CONTROLEER JE BEGRIP —
[1] Leg aan de hand van het tekstfragment uit waarom Desirée Uitzetter het terrein van de voormalige Koninklijke Verenigde Lederfabriek in Oisterwijk kiest om over haar vak te praten. Gebruik daarvoor één tot drie zinnen.
[2] Beantwoord de volgende vragen over het tekstfragment.
(a) Op welke datum startte Desirée Uitzetter als directeur Gebiedsontwikkeling bij BPD?
(b) Wat was de Koninklijke Verenigde Lederfabriek in Oisterwijk ooit?
(c) Wat ontwikkelt BPD op het terrein van de voormalige fabriek?

───── TEKSTFRAGMENT ─────

Persoonlijk Op 1 november startte Desirée Uitzetter als directeur Gebiedsontwikkeling bij BPD. Zij volgt Friso de Zeeuw op, die per 1 mei 2016 met de VUT gaat en zich wil richten op andere activiteiten. Wat is haar agenda? Wat zijn haar ambities, en hoe ziet zij de toekomst van het vak? ‘We zullen nog flexibeler moeten worden, we zullen sneller moeten kunnen schakelen.’
De voormalige Koninklijke Verenigde Lederfabriek in Oisterwijk was ooit de grootste leerfabriek in Europa. Het gebouwencomplex stond een tijd leeg, maar heeft een tweede leven gekregen. De provincie Noord-Brabant en de gemeente brengen het opnieuw tot bloei, samen met BPD. In de oude fabrieksgebouwen bruist het van de nieuwe bedrijvigheid: er zijn kunstateliers, kleine ondernemingen, horecavoorzieningen, exposities. BPD ontwikkelt op het terrein nieuwe woningen. Het is op deze plek waar Desirée Uitzetter – de nieuwe directeur Gebiedsontwikkeling van BPD – graag wil praten over haar vak, omdat je hier bij uitstek kunt zien hoe mooi dat daadwerkelijk is. ‘Prachtig dat zo’n terrein een nieuwe functie heeft gekregen, en daarmee een nieuwe betekenis. Aan de ene kant is gebiedsontwikkeling puur fysiek: wij máken iets, we voegen concreet iets toe aan de ruimte. Aan de andere kant is het heel maatschappelijk. Bij woningen gaat het zelfs om een eerste levensbehoefte. Gebiedsontwikkeling dient publieke en maatschappelijke belangen, en tegelijk gaat het om ondernemerschap.’
U heeft praktisch uw hele werkende leven in de gebiedsontwikkeling gewerkt. Wat is eigenlijk uw drijfveer?

───── VERSTREKTE GEGEVENS ─────

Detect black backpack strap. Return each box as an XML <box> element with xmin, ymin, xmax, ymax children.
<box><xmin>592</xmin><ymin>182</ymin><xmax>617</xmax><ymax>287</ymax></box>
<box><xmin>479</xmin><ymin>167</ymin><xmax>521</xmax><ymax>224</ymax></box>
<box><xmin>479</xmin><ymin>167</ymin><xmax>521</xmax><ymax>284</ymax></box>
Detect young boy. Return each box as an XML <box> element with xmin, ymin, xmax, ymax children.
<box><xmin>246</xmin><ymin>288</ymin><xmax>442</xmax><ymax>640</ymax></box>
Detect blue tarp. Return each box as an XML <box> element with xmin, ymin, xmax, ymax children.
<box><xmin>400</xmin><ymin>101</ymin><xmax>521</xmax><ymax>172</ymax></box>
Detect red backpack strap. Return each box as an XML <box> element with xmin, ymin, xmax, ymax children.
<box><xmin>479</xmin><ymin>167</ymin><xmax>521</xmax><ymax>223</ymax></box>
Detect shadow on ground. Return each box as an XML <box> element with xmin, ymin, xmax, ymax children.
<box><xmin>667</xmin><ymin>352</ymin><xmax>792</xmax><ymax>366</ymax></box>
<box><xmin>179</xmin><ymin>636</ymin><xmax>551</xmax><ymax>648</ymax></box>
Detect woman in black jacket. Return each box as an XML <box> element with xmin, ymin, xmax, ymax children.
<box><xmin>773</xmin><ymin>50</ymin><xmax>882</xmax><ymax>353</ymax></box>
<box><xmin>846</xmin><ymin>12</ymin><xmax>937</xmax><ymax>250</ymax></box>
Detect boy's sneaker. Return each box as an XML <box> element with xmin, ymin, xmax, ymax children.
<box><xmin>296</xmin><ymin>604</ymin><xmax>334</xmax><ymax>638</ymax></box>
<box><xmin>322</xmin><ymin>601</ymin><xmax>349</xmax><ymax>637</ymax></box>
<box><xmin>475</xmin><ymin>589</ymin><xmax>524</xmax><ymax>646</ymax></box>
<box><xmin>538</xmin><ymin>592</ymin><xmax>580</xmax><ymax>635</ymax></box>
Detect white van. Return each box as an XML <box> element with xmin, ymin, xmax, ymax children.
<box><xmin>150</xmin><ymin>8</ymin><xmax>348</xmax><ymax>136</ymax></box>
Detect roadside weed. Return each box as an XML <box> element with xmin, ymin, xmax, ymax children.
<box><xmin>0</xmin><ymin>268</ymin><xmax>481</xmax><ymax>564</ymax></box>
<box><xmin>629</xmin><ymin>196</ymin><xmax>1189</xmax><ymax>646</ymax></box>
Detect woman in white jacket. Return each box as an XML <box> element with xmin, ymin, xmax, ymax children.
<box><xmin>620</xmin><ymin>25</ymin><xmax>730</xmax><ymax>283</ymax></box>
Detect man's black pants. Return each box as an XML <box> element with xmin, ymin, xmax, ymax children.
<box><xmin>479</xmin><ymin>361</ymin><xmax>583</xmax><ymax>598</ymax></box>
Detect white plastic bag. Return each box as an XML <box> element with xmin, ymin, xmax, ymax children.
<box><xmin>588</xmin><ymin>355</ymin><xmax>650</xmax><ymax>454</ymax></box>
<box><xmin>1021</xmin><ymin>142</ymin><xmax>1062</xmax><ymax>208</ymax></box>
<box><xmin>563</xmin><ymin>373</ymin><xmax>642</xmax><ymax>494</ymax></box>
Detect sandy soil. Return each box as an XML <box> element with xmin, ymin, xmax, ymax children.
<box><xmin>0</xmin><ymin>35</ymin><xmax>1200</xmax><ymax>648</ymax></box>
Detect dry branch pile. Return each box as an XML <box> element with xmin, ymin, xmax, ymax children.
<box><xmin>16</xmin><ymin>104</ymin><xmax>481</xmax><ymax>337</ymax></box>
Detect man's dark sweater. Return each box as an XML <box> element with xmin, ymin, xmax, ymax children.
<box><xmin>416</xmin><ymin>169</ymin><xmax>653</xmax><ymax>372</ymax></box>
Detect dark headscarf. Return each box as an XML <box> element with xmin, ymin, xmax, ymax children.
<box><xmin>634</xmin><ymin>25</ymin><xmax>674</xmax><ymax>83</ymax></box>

─────

OVERZICHT VAN ANTWOORDEN —
[1] Ze praat daar graag over gebiedsontwikkeling omdat je op die plek bij uitstek kunt zien hoe mooi dat vak daadwerkelijk is. Het gebouwencomplex stond een tijd leeg, maar heeft een nieuwe functie en daarmee een nieuwe betekenis gekregen.

[2]
(a) Op 1 november.
(b) De grootste leerfabriek in Europa.
(c) Nieuwe woningen.